Directions: Your answer must be an exact copy of the data below.

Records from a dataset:
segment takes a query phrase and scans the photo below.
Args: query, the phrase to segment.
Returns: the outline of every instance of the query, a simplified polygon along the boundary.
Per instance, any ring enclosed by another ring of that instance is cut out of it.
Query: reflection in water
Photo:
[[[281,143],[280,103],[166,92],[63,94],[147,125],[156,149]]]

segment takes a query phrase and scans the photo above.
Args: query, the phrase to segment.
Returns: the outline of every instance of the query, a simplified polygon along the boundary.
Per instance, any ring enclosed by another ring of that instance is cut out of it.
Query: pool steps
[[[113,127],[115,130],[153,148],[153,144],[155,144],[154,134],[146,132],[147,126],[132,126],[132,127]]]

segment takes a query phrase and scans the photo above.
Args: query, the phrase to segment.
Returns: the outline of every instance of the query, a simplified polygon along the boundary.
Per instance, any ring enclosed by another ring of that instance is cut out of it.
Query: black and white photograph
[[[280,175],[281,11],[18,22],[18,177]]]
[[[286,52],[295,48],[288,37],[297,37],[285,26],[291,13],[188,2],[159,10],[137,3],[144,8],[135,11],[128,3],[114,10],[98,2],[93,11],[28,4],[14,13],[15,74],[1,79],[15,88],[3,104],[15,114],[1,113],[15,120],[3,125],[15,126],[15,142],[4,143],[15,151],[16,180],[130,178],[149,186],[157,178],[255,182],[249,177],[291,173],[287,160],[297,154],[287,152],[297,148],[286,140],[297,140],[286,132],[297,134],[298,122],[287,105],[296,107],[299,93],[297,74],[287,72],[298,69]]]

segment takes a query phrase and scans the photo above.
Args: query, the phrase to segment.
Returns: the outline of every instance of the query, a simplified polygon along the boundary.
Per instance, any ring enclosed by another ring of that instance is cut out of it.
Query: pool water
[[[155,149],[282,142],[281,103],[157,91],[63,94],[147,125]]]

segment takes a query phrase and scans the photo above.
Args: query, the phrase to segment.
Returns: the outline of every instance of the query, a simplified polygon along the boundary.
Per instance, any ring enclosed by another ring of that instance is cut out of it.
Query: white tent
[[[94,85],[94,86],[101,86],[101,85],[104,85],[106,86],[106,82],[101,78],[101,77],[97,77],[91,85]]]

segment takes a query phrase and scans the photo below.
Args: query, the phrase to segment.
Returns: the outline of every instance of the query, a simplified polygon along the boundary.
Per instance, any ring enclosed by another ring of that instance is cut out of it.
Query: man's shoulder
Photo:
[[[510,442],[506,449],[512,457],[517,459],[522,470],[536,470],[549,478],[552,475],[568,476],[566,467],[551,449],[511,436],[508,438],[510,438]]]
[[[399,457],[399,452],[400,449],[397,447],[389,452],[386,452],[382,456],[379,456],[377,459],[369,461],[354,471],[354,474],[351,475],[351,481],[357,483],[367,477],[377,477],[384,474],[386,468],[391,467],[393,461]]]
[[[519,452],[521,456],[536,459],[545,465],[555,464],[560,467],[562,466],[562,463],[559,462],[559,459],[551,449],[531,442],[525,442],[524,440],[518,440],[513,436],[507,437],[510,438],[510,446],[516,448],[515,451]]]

Output:
segment takes a query phrase and scans the photo below.
Args: query, the phrase to segment.
Returns: the outline of every instance of the query, a simplified polygon along the boundary.
Per instance, any ring enclosed by another ring of that instance is cut out of it.
Query: reflection in water
Photo:
[[[281,143],[280,103],[166,92],[63,94],[147,125],[156,149]]]

segment takes a query phrase and scans the photo above.
Args: query, the phrase to segment.
Returns: the outline of every instance of the query, a simplified polygon along the boundary.
Per instance, any ring enclosed by another ring of that instance is cut out of it.
Query: pool steps
[[[113,127],[115,130],[153,148],[153,144],[155,144],[154,134],[146,132],[147,126],[132,126],[132,127]]]

segment takes a query phrase and scans the photo above.
Args: query, the phrase to segment.
Returns: the outline of every instance of the query, a simplified polygon along the boundary.
Per instance, any ring enclosed by another ring of that instance is cut out of it.
Query: black and white photograph
[[[280,175],[281,11],[18,22],[18,177]]]
[[[286,52],[295,48],[288,37],[297,37],[285,26],[291,13],[188,2],[159,10],[137,3],[144,8],[135,11],[128,3],[114,10],[98,2],[93,11],[28,4],[14,13],[15,74],[1,79],[15,88],[3,104],[15,114],[1,113],[15,120],[3,125],[15,126],[15,142],[4,143],[15,151],[16,180],[130,178],[149,186],[157,178],[255,182],[249,177],[291,173],[287,160],[297,154],[287,152],[297,148],[286,140],[297,140],[286,132],[297,134],[298,122],[287,105],[296,107],[299,93],[297,74],[287,72],[298,69]]]

segment takes a query phrase and scans the photo above.
Args: query, the phrase to segment.
Returns: the outline of every instance of the query, a simplified polygon along the boundary.
Per instance, any ring enclosed by another ring of that instance is cut out of it.
Query: pool water
[[[155,149],[282,142],[281,103],[157,91],[63,94],[147,125]]]

segment takes a query phrase and scans the photo above.
Args: query, the phrase to segment.
Returns: the outline of every instance of the query, a simplified polygon along the boundary.
Per instance, any ring enclosed by another ring of that instance is cut out of it.
Query: white tent
[[[94,85],[94,86],[101,86],[101,85],[104,85],[106,86],[106,82],[101,78],[101,77],[97,77],[91,85]]]

segment takes a query phrase and scans the photo below.
Args: query, the phrase to segment.
Returns: the outline of every instance of the query, a simplified polygon along the boundary.
Per instance, any ring enclosed by another ring of that instance is cut out of it.
Query: man's shoulder
Photo:
[[[510,442],[506,449],[512,457],[517,459],[522,470],[536,470],[549,478],[552,475],[568,476],[566,467],[551,449],[511,436],[508,438],[510,438]]]
[[[399,457],[399,452],[400,449],[397,447],[389,452],[386,452],[382,456],[379,456],[377,459],[369,461],[354,471],[354,474],[351,475],[351,481],[357,483],[367,477],[377,477],[384,474],[386,468],[391,467],[393,461]]]
[[[519,452],[521,456],[536,459],[545,465],[555,464],[560,467],[562,466],[562,463],[559,462],[559,459],[551,449],[531,442],[525,442],[524,440],[518,440],[513,436],[507,437],[510,438],[510,446],[516,448],[515,451]]]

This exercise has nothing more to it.